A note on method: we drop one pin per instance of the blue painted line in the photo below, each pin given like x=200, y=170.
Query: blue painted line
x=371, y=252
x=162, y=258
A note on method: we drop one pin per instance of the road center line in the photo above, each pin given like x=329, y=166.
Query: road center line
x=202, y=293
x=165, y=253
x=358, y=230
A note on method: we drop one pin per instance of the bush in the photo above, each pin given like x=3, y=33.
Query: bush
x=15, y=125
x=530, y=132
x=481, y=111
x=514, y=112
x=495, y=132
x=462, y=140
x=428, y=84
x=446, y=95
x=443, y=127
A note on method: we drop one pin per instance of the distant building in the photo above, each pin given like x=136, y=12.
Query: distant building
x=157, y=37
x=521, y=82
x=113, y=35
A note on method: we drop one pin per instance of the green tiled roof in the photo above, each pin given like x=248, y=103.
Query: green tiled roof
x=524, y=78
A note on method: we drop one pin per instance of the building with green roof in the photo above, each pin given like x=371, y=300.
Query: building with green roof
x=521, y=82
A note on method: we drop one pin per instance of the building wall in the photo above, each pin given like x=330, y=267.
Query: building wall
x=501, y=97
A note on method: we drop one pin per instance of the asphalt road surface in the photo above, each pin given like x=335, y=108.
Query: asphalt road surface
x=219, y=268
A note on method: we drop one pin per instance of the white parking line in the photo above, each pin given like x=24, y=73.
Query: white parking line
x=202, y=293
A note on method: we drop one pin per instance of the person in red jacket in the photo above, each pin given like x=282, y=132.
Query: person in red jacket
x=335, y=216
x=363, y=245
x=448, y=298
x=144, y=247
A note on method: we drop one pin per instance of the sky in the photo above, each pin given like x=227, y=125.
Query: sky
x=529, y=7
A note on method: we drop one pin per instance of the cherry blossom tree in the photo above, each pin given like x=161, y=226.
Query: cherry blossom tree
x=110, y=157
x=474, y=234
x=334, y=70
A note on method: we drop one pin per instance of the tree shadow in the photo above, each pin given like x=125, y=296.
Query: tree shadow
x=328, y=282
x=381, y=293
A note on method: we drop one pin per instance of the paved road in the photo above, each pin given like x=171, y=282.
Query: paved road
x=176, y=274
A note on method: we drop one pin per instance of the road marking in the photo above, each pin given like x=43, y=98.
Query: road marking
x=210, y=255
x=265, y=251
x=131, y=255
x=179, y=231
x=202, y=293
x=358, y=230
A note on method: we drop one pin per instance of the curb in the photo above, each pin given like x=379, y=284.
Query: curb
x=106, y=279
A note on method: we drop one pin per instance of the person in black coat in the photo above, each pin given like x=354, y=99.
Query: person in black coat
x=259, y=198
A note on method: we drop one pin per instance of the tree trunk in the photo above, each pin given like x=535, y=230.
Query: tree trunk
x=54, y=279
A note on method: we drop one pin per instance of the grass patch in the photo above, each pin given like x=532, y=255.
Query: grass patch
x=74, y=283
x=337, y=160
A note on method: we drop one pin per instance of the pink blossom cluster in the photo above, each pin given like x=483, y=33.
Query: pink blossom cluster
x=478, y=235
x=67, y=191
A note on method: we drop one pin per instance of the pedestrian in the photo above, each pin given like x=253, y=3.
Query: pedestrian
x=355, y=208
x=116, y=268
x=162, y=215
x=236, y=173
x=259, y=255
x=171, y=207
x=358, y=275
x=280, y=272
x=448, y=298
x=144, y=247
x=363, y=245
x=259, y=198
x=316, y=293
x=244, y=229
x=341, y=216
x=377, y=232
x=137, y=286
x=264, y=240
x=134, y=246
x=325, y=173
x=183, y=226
◆ ◆ ◆
**ACTIVITY**
Nothing in the records should change when you repeat them all.

**RESPONSE TO THE EXERCISE**
A note on method: we drop one pin per instance of the blue painted line in the photo below, each pin given like x=200, y=170.
Query: blue painted line
x=371, y=252
x=162, y=258
A note on method: we drop one pin per instance of the road center line in the photo above, each pin given like x=329, y=166.
Query: road center line
x=202, y=293
x=165, y=253
x=358, y=230
A note on method: we drop one pin per instance of the bush in the photo above, each pin given like x=3, y=33.
Query: bush
x=15, y=125
x=530, y=132
x=481, y=111
x=514, y=112
x=495, y=132
x=462, y=140
x=428, y=84
x=446, y=95
x=443, y=127
A note on method: we drop one pin per instance of the distant building in the photo above, each pin given like x=136, y=12.
Query: distant building
x=157, y=37
x=521, y=82
x=113, y=35
A note on method: we drop one pin per instance of the green tiled roof in the photo above, each pin given like x=248, y=103.
Query: green tiled roof
x=524, y=78
A note on method: we drop one pin per instance of the building with green roof in the photo above, each pin given like x=371, y=300.
Query: building with green roof
x=521, y=82
A note on method: we drop one pin per instance of the building wall in the photo above, each pin given like x=330, y=267.
Query: building wall
x=501, y=97
A note on method: we drop one pin per instance of the asphalt road surface in the photo above, each pin given like x=335, y=108.
Query: asphalt road surface
x=219, y=268
A note on method: we drop one pin per instance of the white parking line in the photo above, each pin given like x=24, y=73.
Query: white parking line
x=202, y=293
A note on method: we drop one pin per instance of the person in red jacket in the photo above, each pin given like x=282, y=132.
Query: person in red jacket
x=335, y=216
x=363, y=245
x=448, y=298
x=144, y=247
A note on method: we drop one pin per instance of the sky in the photo above, each pin given like x=227, y=125.
Query: sky
x=529, y=7
A note on method: we drop one pin per instance of the cherry blossom tree in the photo above, each pin given like x=161, y=226.
Query: cherry blossom tree
x=110, y=157
x=474, y=234
x=334, y=70
A note on method: we drop one pin per instance of the tree shadow in the photo above, each pin given like x=125, y=296.
Query: tree shadow
x=328, y=282
x=381, y=293
A note on method: we drop one pin per instance of the paved road in the photo above, each pin given like x=171, y=282.
Query: paved road
x=176, y=274
A note on method: we drop one pin per instance of the road marking in the photo above, each pin given like x=43, y=98.
Query: road marking
x=210, y=255
x=265, y=251
x=131, y=255
x=179, y=231
x=202, y=293
x=358, y=230
A note on method: we drop one pin per instance of the curb in the photo above, each pin given like x=379, y=284.
Query: curb
x=106, y=279
A note on method: we drop one pin per instance of the person in black coat in the photo above, each pin given like x=354, y=99.
Query: person in black coat
x=259, y=198
A note on method: we drop one pin per instance of the tree trunk in the photo above, each pin given like x=535, y=230.
Query: tree trunk
x=54, y=279
A note on method: we drop one pin per instance of the grass patch in the photo above, each pin given like x=532, y=255.
Query: grass patch
x=74, y=283
x=337, y=160
A note on method: we drop one pin per instance of the pink blossom cluster in the photo above, each pin given like x=483, y=33.
Query: pink blossom cluster
x=478, y=235
x=67, y=191
A note on method: we drop one pin per instance of the pedestrian in the photo above, each pin given like x=253, y=3.
Query: pedestrian
x=355, y=208
x=116, y=268
x=162, y=215
x=236, y=173
x=259, y=255
x=171, y=207
x=358, y=275
x=280, y=272
x=448, y=298
x=144, y=247
x=363, y=245
x=259, y=198
x=316, y=293
x=244, y=229
x=341, y=216
x=377, y=232
x=137, y=286
x=264, y=240
x=134, y=246
x=325, y=173
x=183, y=226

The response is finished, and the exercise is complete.